▶ _Records_
....

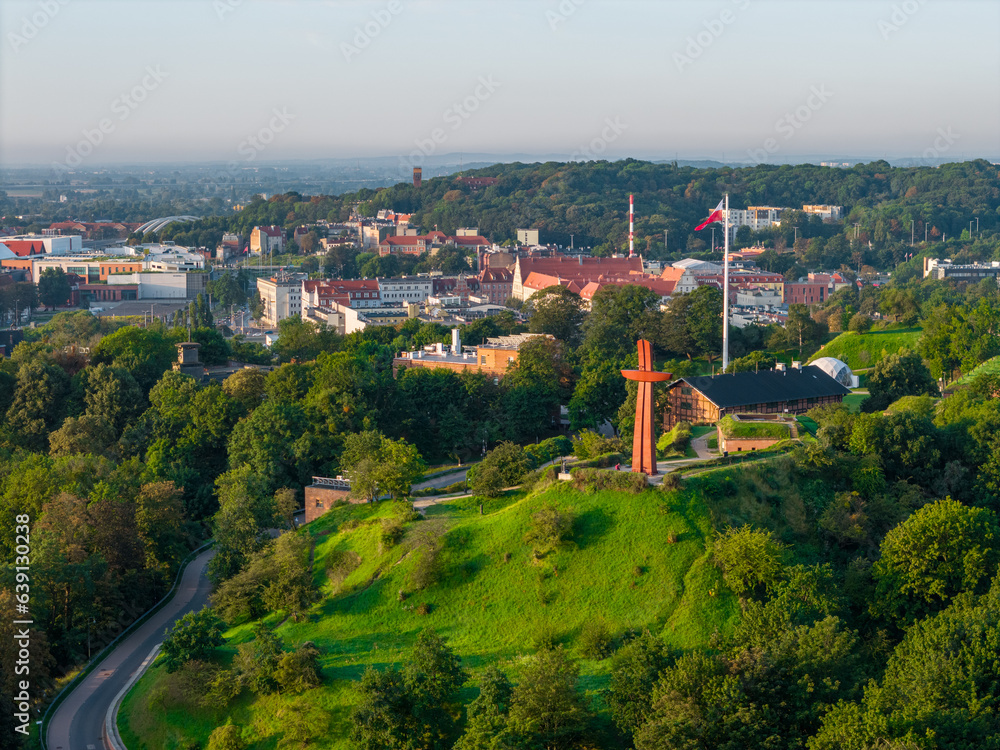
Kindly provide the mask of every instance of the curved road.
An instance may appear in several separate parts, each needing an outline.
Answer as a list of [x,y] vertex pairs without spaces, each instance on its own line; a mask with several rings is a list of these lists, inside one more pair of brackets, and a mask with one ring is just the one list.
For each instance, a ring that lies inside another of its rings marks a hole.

....

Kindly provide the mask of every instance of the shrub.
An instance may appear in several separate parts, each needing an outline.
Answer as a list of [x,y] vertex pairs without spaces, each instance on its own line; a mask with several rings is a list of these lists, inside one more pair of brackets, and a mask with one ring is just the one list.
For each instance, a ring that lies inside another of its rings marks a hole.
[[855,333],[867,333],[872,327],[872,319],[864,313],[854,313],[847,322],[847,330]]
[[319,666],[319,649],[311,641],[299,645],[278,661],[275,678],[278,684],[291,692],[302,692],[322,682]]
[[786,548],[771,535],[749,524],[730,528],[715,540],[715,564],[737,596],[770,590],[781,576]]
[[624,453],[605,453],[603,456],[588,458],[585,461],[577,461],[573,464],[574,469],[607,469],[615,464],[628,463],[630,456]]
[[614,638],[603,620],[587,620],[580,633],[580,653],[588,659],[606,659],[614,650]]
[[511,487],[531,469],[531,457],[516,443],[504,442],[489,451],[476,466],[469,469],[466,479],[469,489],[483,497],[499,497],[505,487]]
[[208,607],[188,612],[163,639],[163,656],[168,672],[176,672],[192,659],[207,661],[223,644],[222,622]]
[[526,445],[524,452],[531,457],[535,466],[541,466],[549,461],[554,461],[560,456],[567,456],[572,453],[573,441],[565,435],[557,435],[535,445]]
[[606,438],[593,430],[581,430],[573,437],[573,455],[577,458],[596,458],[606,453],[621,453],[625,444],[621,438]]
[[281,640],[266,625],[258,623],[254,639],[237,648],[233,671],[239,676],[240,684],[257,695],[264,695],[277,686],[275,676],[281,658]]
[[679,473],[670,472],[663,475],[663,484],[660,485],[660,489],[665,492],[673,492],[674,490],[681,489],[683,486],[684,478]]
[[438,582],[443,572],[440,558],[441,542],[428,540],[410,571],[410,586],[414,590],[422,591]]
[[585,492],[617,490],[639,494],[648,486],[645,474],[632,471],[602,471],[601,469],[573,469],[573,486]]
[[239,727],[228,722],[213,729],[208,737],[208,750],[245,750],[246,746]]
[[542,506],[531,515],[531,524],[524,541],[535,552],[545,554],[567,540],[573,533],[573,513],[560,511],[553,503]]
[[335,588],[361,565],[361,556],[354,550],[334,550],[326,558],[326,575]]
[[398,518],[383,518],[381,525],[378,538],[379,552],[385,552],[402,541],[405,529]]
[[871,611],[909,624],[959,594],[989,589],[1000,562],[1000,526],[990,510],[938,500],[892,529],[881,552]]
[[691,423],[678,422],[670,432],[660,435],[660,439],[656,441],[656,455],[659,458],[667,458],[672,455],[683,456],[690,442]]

....

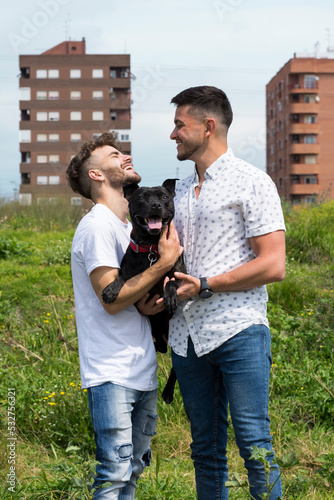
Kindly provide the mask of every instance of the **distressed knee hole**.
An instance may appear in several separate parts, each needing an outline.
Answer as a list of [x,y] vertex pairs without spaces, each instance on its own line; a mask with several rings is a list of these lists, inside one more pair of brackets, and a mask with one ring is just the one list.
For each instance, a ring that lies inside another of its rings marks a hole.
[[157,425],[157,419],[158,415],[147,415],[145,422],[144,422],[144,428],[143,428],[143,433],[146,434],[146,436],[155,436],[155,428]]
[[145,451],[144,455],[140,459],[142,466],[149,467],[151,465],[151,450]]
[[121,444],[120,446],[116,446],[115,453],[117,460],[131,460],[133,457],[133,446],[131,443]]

....

▶ _Your instructions_
Among the lines above, find those containing the word "Kindly" and copy each.

▶ _Task answer_
Kindly provide the mask of every instance of the curved road.
Kindly provide the mask of every instance of the shrub.
Kindly provide the mask of every instance of the **distressed knee hole**.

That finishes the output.